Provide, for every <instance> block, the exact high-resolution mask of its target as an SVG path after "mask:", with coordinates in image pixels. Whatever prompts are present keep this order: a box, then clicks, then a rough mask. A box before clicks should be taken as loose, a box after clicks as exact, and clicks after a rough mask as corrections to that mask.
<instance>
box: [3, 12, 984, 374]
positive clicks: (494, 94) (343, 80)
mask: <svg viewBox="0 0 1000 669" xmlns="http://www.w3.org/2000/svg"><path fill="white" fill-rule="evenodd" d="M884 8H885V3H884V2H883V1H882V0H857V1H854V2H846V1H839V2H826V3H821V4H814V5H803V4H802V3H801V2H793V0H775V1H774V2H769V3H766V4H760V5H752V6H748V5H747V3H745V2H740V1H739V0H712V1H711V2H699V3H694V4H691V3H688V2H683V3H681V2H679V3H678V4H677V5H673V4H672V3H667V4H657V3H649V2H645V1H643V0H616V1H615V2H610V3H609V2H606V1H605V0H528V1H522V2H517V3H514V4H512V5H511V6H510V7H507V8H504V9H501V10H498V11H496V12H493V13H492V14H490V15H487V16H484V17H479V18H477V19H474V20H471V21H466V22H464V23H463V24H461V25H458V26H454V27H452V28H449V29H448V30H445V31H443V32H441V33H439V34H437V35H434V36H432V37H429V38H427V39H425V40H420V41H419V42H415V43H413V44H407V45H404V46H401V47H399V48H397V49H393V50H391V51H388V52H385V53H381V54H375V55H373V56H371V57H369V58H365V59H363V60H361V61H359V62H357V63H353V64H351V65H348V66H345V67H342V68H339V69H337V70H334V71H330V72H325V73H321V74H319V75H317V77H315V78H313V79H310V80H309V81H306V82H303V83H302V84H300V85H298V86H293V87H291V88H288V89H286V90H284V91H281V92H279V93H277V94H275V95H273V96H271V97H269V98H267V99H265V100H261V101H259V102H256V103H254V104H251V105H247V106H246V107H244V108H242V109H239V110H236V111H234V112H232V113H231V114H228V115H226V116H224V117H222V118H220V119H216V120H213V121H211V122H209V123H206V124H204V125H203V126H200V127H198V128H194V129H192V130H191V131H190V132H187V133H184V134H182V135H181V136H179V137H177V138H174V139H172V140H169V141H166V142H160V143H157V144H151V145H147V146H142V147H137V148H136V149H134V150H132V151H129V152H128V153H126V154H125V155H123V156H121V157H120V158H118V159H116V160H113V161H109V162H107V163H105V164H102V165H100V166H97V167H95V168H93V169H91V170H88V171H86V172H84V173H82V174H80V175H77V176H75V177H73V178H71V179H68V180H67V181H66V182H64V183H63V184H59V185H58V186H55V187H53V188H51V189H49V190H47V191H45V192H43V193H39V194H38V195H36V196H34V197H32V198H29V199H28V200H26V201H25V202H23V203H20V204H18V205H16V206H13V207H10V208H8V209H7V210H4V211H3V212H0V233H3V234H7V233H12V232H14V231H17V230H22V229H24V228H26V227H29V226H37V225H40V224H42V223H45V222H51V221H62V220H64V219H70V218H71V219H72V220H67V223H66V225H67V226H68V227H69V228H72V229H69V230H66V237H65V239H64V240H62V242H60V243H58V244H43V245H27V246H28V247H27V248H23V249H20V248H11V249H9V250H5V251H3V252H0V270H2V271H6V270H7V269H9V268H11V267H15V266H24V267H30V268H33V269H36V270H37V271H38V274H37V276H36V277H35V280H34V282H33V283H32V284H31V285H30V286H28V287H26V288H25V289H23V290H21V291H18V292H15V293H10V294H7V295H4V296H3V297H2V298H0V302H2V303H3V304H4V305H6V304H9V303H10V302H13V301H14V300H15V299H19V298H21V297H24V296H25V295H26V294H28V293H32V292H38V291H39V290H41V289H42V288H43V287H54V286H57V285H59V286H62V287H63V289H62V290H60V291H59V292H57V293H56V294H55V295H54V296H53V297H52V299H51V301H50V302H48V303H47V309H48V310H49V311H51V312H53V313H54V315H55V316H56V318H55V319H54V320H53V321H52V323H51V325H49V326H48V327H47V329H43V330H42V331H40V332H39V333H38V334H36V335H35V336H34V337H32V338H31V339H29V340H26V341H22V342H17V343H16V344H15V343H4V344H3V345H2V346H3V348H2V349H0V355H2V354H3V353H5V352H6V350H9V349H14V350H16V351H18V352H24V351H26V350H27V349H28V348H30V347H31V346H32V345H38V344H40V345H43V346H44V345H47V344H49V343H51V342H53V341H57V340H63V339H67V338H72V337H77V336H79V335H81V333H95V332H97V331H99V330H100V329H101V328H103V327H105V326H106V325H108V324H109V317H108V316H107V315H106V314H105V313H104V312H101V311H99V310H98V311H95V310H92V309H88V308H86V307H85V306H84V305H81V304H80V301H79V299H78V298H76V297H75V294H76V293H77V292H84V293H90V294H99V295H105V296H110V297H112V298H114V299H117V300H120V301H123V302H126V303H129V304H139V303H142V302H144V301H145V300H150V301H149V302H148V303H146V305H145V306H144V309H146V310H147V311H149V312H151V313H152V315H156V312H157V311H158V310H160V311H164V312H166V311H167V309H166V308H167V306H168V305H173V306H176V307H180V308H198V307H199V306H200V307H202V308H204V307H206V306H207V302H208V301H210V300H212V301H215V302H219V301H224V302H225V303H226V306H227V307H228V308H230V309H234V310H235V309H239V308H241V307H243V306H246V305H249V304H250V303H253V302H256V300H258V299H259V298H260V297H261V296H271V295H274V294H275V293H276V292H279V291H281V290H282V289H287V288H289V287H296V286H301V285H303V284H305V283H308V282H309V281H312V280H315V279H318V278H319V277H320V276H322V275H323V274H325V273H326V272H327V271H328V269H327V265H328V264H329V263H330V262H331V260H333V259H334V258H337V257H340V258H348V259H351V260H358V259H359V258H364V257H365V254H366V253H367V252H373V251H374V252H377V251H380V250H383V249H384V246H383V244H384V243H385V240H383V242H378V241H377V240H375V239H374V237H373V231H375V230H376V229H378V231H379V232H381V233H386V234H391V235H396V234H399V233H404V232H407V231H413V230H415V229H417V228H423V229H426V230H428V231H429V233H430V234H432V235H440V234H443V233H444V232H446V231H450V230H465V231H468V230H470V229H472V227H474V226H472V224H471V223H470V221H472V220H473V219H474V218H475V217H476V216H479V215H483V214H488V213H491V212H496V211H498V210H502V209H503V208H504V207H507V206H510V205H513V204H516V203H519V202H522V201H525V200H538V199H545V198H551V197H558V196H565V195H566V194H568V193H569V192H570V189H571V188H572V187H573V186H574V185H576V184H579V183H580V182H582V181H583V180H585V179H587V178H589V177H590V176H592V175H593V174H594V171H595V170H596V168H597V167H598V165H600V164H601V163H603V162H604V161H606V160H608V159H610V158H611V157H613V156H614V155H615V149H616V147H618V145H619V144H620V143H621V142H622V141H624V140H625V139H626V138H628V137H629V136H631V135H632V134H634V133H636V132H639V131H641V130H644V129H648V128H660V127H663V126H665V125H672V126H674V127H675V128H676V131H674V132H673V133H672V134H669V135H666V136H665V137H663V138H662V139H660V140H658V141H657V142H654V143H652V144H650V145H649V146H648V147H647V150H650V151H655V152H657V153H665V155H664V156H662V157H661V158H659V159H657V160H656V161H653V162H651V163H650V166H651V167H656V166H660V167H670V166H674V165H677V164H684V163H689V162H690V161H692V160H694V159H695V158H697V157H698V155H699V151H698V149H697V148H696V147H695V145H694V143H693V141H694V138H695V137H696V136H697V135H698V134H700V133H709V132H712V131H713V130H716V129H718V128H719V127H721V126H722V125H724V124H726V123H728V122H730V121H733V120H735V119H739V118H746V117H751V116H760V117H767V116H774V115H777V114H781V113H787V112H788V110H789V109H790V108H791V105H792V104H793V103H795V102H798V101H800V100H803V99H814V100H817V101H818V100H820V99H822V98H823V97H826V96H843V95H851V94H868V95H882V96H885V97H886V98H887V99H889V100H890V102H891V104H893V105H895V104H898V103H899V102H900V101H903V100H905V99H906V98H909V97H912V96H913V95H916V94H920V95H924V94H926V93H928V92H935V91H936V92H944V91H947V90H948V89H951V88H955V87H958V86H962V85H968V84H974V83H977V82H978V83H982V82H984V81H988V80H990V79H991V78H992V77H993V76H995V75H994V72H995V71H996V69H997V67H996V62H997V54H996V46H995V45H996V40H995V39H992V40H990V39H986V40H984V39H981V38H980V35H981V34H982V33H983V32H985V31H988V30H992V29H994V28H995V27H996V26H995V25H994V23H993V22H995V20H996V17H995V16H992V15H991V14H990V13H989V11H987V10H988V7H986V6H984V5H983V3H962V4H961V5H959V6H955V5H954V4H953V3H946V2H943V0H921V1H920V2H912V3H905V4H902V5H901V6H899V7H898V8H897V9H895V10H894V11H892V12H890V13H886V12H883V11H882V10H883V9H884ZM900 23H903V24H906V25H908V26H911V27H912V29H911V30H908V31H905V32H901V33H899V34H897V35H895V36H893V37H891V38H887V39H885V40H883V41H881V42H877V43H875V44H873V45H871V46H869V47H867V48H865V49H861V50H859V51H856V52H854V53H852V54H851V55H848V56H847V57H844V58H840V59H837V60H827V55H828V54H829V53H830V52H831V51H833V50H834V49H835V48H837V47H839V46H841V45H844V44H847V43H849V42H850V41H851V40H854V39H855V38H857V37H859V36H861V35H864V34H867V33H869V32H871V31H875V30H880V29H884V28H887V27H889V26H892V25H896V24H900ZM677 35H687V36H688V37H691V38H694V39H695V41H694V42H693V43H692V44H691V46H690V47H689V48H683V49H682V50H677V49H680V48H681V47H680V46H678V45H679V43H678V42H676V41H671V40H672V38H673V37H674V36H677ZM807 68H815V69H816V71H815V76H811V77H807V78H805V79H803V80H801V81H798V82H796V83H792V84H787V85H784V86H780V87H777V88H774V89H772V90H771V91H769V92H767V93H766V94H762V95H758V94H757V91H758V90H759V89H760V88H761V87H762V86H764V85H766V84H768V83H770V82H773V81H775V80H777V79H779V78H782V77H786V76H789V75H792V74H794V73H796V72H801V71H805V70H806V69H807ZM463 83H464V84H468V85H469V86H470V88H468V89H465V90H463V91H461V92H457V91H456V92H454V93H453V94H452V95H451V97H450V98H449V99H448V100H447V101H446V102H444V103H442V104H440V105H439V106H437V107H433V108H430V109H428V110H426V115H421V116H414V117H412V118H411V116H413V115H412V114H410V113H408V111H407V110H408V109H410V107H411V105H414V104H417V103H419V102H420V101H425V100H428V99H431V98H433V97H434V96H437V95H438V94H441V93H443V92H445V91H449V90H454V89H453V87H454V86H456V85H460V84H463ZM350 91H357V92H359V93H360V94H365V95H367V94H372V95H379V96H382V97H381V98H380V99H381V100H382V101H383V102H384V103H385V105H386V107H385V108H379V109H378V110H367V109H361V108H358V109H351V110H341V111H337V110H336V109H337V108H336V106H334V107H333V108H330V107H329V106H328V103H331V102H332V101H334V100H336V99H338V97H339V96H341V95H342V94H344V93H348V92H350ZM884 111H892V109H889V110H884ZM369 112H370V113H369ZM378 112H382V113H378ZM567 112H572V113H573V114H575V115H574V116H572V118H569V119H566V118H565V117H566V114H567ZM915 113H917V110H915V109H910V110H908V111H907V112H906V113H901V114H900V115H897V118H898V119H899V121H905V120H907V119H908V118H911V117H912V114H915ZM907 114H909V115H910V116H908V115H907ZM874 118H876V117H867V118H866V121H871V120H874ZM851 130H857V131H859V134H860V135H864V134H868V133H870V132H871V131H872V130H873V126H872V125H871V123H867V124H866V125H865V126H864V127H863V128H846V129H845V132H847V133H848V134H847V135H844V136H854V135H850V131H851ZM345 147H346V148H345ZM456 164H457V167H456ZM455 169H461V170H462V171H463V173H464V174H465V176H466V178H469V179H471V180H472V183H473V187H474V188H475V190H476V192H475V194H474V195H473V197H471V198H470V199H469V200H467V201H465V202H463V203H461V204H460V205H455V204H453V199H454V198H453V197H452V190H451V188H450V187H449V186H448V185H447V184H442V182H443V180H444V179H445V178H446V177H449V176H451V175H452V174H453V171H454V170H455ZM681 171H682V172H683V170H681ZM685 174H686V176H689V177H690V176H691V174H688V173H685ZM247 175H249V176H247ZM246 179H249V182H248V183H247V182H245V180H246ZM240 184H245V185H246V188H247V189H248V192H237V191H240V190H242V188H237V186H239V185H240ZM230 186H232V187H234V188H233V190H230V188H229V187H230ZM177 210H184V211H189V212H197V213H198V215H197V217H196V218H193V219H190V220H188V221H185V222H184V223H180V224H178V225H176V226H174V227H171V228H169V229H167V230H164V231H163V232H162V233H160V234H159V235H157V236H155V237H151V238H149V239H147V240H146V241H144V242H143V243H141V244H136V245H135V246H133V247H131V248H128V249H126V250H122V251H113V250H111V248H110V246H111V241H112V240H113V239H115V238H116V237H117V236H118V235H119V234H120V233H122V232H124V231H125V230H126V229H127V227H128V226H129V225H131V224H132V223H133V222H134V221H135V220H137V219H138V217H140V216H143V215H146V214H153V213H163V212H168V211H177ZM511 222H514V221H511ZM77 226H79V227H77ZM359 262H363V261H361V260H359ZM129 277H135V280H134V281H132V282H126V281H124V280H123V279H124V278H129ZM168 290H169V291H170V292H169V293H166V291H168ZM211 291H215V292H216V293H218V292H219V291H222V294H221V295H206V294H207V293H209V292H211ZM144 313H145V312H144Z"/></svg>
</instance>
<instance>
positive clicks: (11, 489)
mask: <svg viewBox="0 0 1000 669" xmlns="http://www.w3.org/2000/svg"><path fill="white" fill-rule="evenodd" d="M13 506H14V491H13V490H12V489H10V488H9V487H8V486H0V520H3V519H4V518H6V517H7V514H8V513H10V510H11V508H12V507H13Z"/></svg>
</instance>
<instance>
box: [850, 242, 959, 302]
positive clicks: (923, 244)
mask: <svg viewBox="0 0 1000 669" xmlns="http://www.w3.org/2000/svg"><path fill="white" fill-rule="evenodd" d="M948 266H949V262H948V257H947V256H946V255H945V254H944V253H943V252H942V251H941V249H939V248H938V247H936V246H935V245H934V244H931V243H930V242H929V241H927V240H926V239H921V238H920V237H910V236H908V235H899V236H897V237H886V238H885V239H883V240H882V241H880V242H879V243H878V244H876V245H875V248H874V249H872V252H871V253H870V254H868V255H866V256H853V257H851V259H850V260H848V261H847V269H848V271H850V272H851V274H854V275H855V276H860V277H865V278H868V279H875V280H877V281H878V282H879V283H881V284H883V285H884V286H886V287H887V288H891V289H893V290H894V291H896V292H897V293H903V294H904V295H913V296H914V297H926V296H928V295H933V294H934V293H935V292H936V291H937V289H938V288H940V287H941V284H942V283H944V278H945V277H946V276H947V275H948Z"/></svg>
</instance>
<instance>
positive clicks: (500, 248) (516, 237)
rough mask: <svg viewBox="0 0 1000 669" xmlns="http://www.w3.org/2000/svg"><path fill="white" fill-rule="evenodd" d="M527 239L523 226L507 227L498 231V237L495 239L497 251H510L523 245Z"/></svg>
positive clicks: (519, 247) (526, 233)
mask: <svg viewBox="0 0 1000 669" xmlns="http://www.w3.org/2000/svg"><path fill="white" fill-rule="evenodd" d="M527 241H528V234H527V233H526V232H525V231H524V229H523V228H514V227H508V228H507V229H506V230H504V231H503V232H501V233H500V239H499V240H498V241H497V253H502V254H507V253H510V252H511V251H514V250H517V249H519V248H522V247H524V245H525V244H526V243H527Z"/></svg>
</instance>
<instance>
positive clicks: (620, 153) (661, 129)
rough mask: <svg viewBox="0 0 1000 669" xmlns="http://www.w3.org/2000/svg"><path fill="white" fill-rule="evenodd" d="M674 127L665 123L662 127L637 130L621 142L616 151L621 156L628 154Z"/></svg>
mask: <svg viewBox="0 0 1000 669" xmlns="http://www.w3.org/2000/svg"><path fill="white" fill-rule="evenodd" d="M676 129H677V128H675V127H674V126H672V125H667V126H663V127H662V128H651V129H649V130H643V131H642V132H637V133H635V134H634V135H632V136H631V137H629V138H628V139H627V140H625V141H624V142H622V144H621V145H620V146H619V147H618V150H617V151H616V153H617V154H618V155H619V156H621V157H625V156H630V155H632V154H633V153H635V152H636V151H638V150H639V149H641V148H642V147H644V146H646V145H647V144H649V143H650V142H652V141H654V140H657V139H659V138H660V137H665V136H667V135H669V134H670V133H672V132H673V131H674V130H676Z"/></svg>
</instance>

# # # # # # #

▸ **BRIEF**: Above are some records; copy exactly the lines from the one with "positive clicks: (519, 247) (526, 233)" through the one with "positive clicks: (620, 153) (661, 129)", both included, and no others.

▸ **WORKED SOLUTION**:
positive clicks: (519, 247) (526, 233)
mask: <svg viewBox="0 0 1000 669" xmlns="http://www.w3.org/2000/svg"><path fill="white" fill-rule="evenodd" d="M527 241H528V234H527V233H526V232H525V231H524V229H523V228H514V227H508V228H507V229H506V230H504V231H503V232H501V233H500V239H499V240H498V241H497V253H502V254H507V253H510V252H511V251H514V250H517V249H519V248H522V247H524V245H525V244H526V243H527Z"/></svg>
</instance>
<instance>
positive clicks: (620, 153) (661, 129)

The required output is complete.